Aim
Please continue the forum thread about Kato Unitrack and DCC, picking up after its final post.

Supplied text
======
# Kato Unitrack and DCC



## newcitysam (Oct 13, 2016)

I have seen this question asked several times on forums and such all over the internet but unless I am a total idiot I have yet to find an answer!

I have a layout consisting entirely of Kato Unitrack and #6 turnouts. I want to use DCC. I have heard these turnouts aren't DCC friendly but can be made to work by feeding power into the single end of the turnout, insulating the other two ends and then feeding beyond the switch.

Will this work? Has anyone used or are currently using this method?


Sent from my iPhone using Tapatalk


----------



## mopac (Feb 24, 2011)

If it works on DC, it will work on DCC.

Forget that DCC friendly stuff. Means nothing.


----------



## mopac (Feb 24, 2011)

When you are ready for DCC you will unhook the 2 wires at the DC transformer and hook them up to your DCC system and you will be ready to go.

Now if it doesn't work on DC it will not work on DCC.


----------



## wvgca (Jan 21, 2013)

Underneath the Unitrack turnout, there should be two little screws for how they feed power ..
For DCC operation, the one screw should be set for non-power-routing, and the other screw for setting the frog to the insulated position .. 
I don't have Unitrack, but helped another fellow get his sorted out a few years ago , no special wiring or modifications were needed as far as I recall, nor do I remember if or where he may have used insulated joiners ..
This is pretty much my total knowledge of Unitrack, and was some time ago, hopefully it's kinda correct


----------



## newcitysam (Oct 13, 2016)

My #6 turnouts do not have those screws on the bottom to set the power routing. That feature is only on the #4 turnouts in N Scale.


Sent from my iPhone using Tapatalk


----------



## mopac (Feb 24, 2011)

Do your turnouts work on DC?


----------



## newcitysam (Oct 13, 2016)

Yes, layout works 100% on DC. When connected to DCC and loco attempts to enter a turnout not switched for the leg it's entering from the DCC shorts and restarts. When you switch the turnout to the diverging side the loco stops instantly like it's no longer getting power!
======
Extracted material
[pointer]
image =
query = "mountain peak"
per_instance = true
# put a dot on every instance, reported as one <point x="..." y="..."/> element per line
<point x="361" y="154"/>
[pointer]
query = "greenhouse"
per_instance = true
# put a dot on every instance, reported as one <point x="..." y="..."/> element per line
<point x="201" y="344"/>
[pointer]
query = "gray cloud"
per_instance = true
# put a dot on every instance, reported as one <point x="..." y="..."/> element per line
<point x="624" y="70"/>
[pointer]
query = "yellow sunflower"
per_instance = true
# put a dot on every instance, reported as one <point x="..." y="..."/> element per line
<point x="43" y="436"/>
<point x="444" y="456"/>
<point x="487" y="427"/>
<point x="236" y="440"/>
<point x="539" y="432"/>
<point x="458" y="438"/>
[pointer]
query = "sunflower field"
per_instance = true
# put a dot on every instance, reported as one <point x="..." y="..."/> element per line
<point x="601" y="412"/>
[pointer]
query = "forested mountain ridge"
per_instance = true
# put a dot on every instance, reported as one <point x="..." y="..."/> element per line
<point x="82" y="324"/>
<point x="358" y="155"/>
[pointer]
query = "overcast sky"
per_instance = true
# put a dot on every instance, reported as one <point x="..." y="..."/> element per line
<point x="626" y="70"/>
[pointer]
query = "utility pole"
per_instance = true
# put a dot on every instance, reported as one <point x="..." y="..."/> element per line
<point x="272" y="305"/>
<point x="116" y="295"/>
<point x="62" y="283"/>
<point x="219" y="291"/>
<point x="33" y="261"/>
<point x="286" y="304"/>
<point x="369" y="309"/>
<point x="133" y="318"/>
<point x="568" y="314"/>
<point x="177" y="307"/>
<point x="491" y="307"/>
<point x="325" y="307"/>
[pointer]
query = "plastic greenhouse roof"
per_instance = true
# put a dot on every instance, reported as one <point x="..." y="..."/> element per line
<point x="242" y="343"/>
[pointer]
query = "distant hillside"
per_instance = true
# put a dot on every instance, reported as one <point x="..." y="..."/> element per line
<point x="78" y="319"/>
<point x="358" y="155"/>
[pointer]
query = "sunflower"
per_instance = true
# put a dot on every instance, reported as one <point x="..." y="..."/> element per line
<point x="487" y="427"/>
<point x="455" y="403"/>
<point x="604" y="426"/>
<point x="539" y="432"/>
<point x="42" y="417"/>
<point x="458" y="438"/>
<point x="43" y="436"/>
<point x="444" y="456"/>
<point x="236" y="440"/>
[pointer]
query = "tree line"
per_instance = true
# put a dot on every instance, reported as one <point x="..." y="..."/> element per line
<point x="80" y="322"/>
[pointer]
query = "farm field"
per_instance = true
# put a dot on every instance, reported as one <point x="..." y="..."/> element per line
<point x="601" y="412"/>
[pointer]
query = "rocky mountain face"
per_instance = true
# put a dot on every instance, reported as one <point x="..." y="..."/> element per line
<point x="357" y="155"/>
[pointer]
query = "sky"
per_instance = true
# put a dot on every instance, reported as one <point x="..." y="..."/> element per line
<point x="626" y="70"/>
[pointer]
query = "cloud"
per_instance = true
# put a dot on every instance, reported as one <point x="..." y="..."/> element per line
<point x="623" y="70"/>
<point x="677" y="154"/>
======
Output
Sent from my iPhone using Tapatalk


----------



## mopac (Feb 24, 2011)

Is it the same loco that runs fine on DC? If it is the same loco, I am sorry, I have
no idea . DC or DCC would not make the loco take a turnout that was not set. The
short will happen if the wheels derail. It probably shuts your DCC down. I will say
clean track seems to be more important with DCC. I am not familiar with kato
turnouts.

I still say if it works fine on DC, it should on DCC also.


----------



## newcitysam (Oct 13, 2016)

I believe I have figured it out! I assumed the switch would throw on it's own as the train entered the turnout from either of the converging directs as in the real world prototype! Also, I added feeders to each section of layout in AND out of each turnout. So now with each turnout set properly for the direction of travel everything works properly!


Sent from my iPhone using Tapatalk


----------



## mopac (Feb 24, 2011)

Glad you got it working.


----------



## Guest (Nov 6, 2016)

The little screws to select power routing are on the bottom of the #4 turnout. The #6 is always power routing and doesn't have them.

The turnouts are not non-derailing, and since they are power routing they will create a short if a loco or car with metal wheels approaches from the wrong leg. 

There is some technical reason why Unitrack is not considered DCC friendly but I, and many others, have used it to build DCC layouts for many years with no problems.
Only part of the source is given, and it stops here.